_Record excerpts_
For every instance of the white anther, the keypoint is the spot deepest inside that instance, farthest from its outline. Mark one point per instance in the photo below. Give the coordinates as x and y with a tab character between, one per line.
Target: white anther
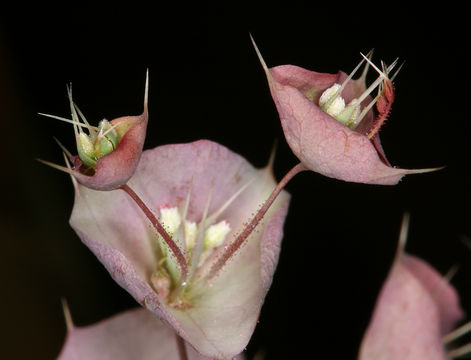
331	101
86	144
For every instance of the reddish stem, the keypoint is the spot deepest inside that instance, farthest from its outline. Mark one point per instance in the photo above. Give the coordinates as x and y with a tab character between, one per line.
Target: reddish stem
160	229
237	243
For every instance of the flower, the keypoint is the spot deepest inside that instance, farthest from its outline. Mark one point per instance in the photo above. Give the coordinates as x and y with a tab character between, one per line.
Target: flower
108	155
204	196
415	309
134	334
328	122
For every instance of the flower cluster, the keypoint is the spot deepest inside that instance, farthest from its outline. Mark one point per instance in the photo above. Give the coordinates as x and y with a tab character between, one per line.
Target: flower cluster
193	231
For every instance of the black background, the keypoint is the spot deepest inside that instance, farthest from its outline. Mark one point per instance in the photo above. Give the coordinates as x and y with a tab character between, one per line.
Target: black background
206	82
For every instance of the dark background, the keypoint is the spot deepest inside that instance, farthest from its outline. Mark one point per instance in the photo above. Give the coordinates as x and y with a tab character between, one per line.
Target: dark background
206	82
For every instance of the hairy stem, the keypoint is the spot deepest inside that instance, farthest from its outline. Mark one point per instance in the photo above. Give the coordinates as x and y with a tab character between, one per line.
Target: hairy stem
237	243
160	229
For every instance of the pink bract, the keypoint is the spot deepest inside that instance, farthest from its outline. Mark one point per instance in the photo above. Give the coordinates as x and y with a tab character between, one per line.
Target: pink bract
...
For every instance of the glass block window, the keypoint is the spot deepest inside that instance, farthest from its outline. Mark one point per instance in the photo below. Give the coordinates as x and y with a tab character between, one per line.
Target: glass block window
...
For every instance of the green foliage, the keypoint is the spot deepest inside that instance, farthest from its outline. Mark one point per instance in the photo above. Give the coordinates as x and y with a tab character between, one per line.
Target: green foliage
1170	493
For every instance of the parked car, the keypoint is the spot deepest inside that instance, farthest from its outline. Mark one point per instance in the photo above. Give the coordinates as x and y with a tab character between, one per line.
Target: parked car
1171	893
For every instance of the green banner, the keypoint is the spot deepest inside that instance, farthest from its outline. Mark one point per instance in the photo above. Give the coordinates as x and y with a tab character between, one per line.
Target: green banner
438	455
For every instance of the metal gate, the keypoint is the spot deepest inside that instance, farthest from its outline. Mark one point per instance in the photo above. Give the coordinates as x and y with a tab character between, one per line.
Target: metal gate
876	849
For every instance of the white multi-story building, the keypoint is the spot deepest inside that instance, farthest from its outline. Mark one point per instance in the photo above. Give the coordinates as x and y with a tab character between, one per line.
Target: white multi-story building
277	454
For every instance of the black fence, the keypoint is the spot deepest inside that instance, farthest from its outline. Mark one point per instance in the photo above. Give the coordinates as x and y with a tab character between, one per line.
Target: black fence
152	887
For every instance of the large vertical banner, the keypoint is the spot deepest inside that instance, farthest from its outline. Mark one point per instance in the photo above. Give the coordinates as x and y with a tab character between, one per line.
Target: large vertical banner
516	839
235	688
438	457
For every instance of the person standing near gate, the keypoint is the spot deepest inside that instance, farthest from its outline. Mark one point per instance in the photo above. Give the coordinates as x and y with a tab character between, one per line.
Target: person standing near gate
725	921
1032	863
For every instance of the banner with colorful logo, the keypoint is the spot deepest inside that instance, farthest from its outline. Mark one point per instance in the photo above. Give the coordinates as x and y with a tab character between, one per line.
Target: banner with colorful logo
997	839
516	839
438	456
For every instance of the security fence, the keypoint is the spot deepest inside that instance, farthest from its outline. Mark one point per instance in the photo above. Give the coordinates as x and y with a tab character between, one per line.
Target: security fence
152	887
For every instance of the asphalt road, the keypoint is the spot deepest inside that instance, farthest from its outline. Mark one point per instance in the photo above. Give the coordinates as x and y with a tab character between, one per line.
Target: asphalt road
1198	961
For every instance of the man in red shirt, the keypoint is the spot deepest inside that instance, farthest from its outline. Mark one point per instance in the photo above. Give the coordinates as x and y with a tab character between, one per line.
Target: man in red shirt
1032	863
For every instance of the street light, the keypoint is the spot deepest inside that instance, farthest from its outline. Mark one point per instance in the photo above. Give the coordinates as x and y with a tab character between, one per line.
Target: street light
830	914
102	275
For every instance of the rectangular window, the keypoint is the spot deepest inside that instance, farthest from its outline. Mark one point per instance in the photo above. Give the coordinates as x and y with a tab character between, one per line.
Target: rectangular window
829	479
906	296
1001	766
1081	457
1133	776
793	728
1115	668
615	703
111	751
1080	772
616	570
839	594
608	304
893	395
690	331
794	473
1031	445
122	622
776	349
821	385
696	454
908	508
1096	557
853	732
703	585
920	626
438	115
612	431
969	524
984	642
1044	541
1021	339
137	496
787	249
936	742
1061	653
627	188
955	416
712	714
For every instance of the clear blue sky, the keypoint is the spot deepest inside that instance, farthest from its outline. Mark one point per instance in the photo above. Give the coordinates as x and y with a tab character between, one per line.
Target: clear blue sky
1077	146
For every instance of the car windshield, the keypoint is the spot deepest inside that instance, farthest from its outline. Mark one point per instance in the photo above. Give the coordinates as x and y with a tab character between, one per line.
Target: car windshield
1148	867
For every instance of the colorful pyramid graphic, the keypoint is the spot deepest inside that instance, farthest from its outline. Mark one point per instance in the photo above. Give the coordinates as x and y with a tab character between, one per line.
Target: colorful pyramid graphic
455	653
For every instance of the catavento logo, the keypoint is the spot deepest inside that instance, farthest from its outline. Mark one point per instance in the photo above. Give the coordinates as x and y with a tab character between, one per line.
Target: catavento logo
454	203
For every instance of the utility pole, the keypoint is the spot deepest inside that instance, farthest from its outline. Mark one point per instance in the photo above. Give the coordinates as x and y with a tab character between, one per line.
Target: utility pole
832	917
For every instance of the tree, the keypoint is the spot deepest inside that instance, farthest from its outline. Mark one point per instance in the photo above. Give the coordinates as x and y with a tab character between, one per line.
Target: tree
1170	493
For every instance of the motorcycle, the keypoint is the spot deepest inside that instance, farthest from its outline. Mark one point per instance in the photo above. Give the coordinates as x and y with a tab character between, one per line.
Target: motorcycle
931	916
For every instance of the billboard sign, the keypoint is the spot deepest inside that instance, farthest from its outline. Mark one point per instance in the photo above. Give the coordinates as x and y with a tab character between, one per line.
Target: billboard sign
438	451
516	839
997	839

_Problem to work on_
How many of the lines above contain the word "standing"? Case counts, so match capitalization exactly, and reply with the number alone.

_Answer for this exercise_
2